[INPUT DATA start]

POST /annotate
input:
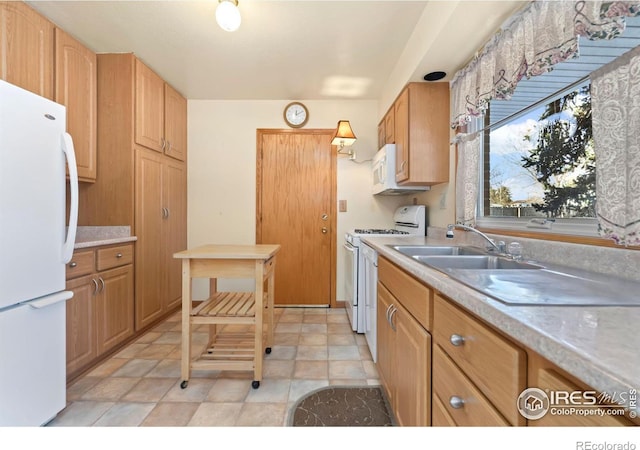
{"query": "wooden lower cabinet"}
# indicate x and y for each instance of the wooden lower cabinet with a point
(404, 355)
(100, 313)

[INPUT DATA end]

- [WHAT IS BEING ASKED] Write out these lines again, putting "base cabinet" wherever "lower cabinet" appears and keeping everything else the same. Leave the pictures out.

- [RIGHT ANSWER]
POST /annotate
input:
{"query": "wooden base cabinet"}
# indicate x and y for each instance of the wooden base cabinet with a point
(404, 355)
(100, 313)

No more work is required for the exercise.